- What needs to be done: Could you transcribe the records below exactly, leaving out every picture?

- Data under study:
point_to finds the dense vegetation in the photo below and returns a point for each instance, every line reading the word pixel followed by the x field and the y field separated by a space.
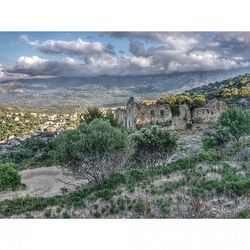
pixel 9 177
pixel 94 151
pixel 144 173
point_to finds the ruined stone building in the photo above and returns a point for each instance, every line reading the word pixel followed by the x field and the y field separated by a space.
pixel 152 112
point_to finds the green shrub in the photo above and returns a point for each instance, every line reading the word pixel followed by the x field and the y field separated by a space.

- Task solution:
point_to finds the dense vegetation in the photo below and returns a point for each instance, every line reading the word pixel followed by the x field and the y field separated by a space.
pixel 9 177
pixel 94 151
pixel 144 173
point_to finds the ruined stone building in the photo above and returns a point for each instance, every line reading the word pixel followed by the x field and the y field separated by a space.
pixel 152 112
point_to finds the green shrub in the photo above and returns a point for each instance, every line reading the word pixel followed by the x field and the y field separated by a space.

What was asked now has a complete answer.